(Given instruction): Will you reproduce, character for character, the lines from the first one below through the line containing "79), (318, 155)]"?

(Coordinate annotation records):
====================
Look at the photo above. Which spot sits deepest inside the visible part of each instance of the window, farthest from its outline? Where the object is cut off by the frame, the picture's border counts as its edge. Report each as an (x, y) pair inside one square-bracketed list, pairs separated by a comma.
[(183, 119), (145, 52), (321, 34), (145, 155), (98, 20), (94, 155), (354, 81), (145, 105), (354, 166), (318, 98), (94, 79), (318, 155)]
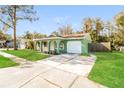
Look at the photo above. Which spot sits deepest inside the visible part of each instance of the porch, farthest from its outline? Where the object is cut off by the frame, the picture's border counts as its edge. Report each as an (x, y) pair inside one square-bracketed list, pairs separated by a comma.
[(51, 46)]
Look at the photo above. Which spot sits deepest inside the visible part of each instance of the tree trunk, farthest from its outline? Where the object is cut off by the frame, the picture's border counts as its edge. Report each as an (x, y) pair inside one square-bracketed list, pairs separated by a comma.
[(14, 28)]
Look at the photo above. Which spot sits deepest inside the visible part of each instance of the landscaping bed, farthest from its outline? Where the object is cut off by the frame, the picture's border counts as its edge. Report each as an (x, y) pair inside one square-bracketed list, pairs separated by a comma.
[(28, 54), (6, 62), (109, 69)]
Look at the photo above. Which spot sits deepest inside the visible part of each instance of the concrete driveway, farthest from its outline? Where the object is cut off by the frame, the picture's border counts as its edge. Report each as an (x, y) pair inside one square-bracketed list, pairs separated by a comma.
[(61, 71)]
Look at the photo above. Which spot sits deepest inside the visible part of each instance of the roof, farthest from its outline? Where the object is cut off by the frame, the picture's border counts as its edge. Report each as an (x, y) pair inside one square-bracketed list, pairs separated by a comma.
[(64, 37), (73, 35)]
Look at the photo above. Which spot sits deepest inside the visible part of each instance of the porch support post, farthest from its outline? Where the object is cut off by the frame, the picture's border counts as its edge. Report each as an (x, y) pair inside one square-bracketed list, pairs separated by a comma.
[(57, 46), (40, 46)]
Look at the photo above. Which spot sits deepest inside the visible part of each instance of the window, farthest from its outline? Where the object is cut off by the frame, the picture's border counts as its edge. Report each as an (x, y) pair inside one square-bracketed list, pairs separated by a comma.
[(62, 45)]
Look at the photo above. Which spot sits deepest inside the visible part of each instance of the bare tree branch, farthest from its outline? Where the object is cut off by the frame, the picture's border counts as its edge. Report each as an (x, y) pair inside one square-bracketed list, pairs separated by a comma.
[(5, 23)]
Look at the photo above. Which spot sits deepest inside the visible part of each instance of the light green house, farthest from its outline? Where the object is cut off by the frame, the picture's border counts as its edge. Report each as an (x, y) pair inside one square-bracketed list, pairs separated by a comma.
[(74, 43)]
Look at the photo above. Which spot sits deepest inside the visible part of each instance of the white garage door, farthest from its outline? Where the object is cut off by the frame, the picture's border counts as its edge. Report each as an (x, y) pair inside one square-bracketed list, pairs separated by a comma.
[(74, 47)]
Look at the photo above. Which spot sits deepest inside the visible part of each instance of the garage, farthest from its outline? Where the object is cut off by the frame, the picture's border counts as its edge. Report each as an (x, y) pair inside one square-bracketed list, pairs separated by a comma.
[(74, 47)]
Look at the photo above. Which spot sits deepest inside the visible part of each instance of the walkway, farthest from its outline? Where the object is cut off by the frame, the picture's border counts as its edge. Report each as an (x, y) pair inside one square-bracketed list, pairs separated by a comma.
[(61, 71)]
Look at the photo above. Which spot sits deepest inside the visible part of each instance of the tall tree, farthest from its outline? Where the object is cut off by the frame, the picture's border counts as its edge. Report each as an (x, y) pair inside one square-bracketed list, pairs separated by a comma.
[(11, 14), (87, 22)]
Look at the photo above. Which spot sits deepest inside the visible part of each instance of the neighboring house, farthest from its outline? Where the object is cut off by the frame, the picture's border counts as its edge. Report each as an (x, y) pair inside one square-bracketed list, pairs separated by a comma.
[(74, 43)]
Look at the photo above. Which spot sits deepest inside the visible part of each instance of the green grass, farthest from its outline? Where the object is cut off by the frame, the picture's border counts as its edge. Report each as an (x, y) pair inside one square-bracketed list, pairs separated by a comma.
[(109, 69), (28, 54), (6, 62)]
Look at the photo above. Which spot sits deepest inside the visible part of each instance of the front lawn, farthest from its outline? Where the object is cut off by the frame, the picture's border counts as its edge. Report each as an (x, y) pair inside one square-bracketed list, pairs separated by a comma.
[(28, 54), (6, 62), (109, 69)]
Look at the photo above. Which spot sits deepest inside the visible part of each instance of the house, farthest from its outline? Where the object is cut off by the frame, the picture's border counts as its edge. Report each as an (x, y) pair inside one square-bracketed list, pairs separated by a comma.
[(74, 43)]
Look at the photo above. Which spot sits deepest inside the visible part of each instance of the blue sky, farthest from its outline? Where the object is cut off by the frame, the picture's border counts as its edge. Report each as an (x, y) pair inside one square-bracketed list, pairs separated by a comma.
[(52, 17)]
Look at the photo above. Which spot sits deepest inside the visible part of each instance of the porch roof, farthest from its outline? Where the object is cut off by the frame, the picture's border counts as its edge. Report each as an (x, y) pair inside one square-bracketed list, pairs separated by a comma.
[(65, 37)]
====================
(Written solution):
Look at the photo above. Which spot sits deepest inside the visible part of each instance of the window, farthest from its outline? Where the object is cut off by the frame, the picture's border counts as its edge. Report each as an (x, y) pair inside one square-bracketed list, pairs separated by a comma.
[(183, 119), (145, 52), (321, 34), (145, 155), (98, 20), (94, 155), (354, 81), (145, 105), (354, 166), (318, 98), (94, 79), (318, 155)]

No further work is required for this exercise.